··· Source excerpt
But the point is that it (and all of them) has set an Error Workflow to report an error, and a timeout to avoid it to be running forever.

The point here is that the timeout mechanism isn't working well.

That's why I've asked instructions to do some test.

(Note: this is not affecting to my overall tasks. I've taken some countermeasure actions having in mind this issue.)

pablorq avatar Nov 30 '23 21:11 pablorq

Hey @pablorq,

If you open one of the workflows and try to cancel it what happens do you get the same message about it not being possible?

Can you also check in your database to see if the database is still showing the execution as running? Something like select * from execution_entity where id = 6684; would show one of them.

Joffcom avatar Dec 01 '23 12:12 Joffcom

This is the status of the 6 of them:


n8n=> select * from execution_entity where id = 6684;
  id  | finished |    mode    | retryOf | retrySuccessId |         startedAt         | stoppedAt | waitTill | status |    workflowId    | deletedAt 
------+----------+------------+---------+----------------+---------------------------+-----------+----------+--------+------------------+-----------
 6684 | f        | integrated |         |                | 2023-11-29 23:49:05.63+00 |           |          | new    | bjGeTJmgkCB2B45l | 
(1 row)

n8n=> select * from execution_entity where id = 6683;
  id  | finished |    mode    | retryOf | retrySuccessId |         startedAt         | stoppedAt | waitTill | status |    workflowId    | deletedAt 
------+----------+------------+---------+----------------+---------------------------+-----------+----------+--------+------------------+-----------
 6683 | f        | integrated |         |                | 2023-11-29 23:49:02.97+00 |           |          | new    | kVViRcmElddbWnvh | 
(1 row)
······
# Task:
Reproduce the part of the n8n forum thread between "The point here" and "not being possible?", inclusive, word for word.
··· Stored rows
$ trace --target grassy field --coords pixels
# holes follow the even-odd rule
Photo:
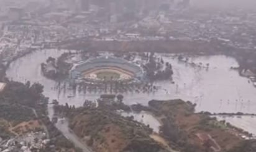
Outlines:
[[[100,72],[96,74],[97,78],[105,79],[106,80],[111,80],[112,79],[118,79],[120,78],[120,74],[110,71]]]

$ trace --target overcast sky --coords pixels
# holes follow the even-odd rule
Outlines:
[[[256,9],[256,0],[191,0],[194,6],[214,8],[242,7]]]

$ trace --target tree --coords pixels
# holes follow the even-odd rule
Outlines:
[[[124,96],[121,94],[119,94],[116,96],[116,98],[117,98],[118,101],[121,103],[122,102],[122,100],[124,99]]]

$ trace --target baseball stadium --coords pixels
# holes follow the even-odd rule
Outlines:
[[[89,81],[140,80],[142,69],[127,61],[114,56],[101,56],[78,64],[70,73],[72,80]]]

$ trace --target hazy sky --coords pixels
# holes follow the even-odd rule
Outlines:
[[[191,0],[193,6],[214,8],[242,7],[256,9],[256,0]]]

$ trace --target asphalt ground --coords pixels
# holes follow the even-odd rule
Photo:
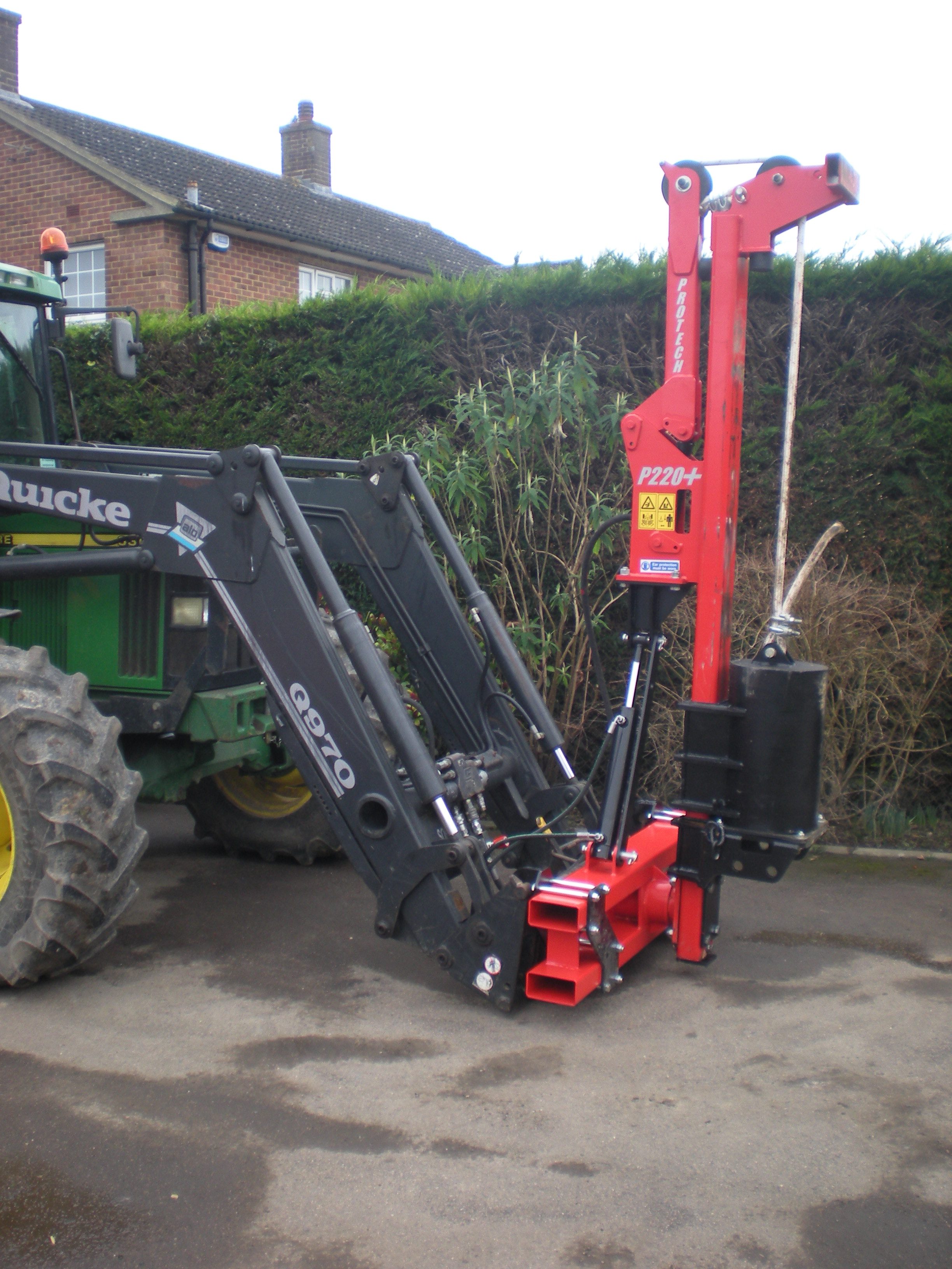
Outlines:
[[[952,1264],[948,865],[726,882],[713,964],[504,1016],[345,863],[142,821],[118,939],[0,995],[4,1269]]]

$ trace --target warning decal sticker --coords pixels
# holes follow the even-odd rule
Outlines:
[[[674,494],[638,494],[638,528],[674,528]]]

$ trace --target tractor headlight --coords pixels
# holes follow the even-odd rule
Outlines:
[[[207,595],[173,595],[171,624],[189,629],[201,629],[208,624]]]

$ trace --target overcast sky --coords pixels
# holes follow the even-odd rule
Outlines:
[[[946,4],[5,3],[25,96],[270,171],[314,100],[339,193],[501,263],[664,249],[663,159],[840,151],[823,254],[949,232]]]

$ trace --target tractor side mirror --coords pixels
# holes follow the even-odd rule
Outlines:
······
# Finished task:
The point here is that the timeout mechanism isn't working well.

That's why I've asked instructions to do some test.

(Note: this is not affecting to my overall tasks. I've taken some countermeasure actions having in mind this issue.)

pablorq avatar Nov 30 '23 21:11 pablorq

Hey @pablorq,

If you open one of the workflows and try to cancel it what happens do you get the same message about it not being possible?